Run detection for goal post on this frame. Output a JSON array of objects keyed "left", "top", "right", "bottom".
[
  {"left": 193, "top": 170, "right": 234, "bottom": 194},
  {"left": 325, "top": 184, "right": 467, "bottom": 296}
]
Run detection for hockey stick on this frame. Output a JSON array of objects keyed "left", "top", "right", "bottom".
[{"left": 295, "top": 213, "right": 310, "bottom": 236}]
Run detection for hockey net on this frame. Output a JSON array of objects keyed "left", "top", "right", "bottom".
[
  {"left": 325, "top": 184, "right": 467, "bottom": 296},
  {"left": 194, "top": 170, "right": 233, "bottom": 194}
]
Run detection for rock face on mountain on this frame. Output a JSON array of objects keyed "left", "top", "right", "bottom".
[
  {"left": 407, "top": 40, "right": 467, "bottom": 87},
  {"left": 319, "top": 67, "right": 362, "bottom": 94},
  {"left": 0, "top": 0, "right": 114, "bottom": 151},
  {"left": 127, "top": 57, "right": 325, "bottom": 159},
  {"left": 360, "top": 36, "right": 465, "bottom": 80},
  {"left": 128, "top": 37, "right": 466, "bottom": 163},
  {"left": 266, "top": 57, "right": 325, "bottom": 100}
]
+++++
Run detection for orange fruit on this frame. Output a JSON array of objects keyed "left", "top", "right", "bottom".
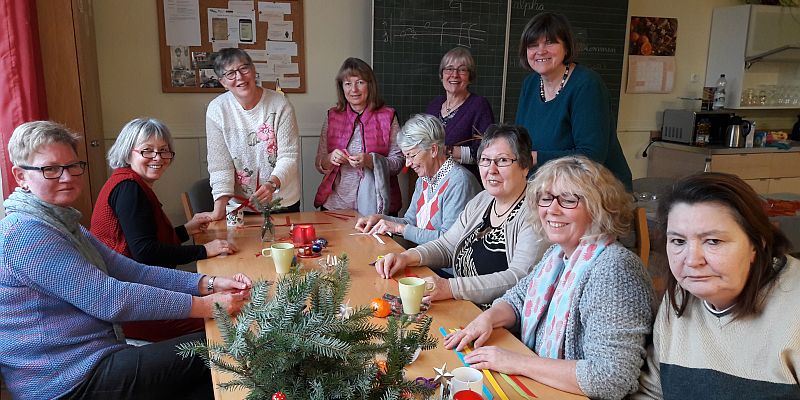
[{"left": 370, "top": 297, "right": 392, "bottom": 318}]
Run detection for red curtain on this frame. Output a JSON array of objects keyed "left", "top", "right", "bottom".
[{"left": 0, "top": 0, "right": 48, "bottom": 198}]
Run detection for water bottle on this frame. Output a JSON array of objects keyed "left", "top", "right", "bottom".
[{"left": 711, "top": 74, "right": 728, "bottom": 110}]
+++++
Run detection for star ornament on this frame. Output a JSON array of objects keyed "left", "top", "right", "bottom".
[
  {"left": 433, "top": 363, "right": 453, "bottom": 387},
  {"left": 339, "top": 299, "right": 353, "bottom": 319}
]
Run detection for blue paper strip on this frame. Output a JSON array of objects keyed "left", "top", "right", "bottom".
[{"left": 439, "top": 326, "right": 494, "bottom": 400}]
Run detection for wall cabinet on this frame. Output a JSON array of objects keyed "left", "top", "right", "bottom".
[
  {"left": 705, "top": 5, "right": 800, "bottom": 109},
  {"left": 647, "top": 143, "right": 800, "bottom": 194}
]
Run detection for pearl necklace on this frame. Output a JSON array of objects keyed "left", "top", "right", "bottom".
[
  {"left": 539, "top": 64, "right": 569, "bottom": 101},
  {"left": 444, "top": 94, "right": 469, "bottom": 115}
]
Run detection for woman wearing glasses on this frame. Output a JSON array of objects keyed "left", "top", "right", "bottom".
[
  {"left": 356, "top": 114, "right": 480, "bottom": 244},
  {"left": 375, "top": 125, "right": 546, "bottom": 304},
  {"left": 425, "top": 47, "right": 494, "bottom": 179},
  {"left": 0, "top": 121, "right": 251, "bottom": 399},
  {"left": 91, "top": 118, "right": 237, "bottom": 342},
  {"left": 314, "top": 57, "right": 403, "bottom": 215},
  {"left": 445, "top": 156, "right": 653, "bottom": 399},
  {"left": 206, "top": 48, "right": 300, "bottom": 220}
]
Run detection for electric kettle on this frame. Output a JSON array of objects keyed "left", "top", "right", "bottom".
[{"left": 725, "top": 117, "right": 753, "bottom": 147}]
+++++
» STATED EXERCISE:
Report every line of the items above that contains the string "hockey", treating uppercase and lowercase letters as different.

» SOLUTION TO THIS EXERCISE:
Run detection for hockey stick on this frame. Output a JSON array of objects keyed "left", "top", "right", "bottom".
Run detection for hockey net on this frame. Output a JSON array of objects keyed "left", "top", "right", "bottom".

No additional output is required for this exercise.